• [Exercise prompt]: Rewrite all of the material below, changing "single dot" to "single point" and keeping everything else the same. Omit the pictures from your version.

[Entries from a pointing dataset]
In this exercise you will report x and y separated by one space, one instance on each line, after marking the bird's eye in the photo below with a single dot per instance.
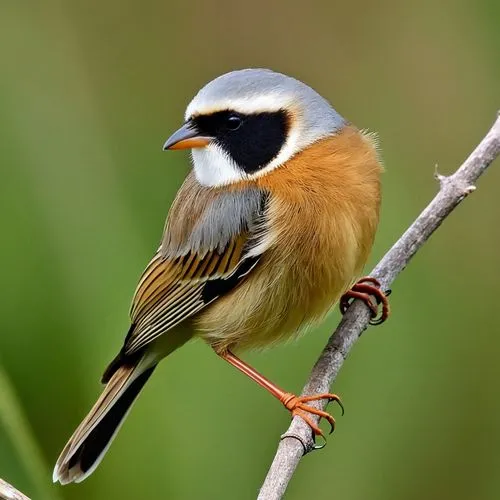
234 122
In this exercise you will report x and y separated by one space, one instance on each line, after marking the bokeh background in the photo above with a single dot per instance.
88 93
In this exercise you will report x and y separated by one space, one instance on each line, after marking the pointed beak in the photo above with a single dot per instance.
186 137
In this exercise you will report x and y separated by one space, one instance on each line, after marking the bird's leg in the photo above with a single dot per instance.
297 405
368 290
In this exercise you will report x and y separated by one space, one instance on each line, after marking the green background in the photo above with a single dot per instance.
89 91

• [Completed exercise]:
In this exercise you will report x and y separated by one space, one instance on each line, after marking the bird's eye in the photo below with a single point per instance.
234 122
In this exercise you will report x and y separated by one space, one instance on each line, after marking the bokeh background in the photo above with a single point per instance.
88 93
In this exercise you will report x and y separated by one space, one instance on each line, after marking the pointed beak in the photo above with a single point per instance.
186 137
In this exercise you will report x and y separated by one space, one instance on each line, after marking the bird's leg in the photo above with a single point per instance.
297 405
368 290
In this exercise you will report x and y separated by one space, one instance on each line, after marking the green background in the photo above with a single point per instance.
89 91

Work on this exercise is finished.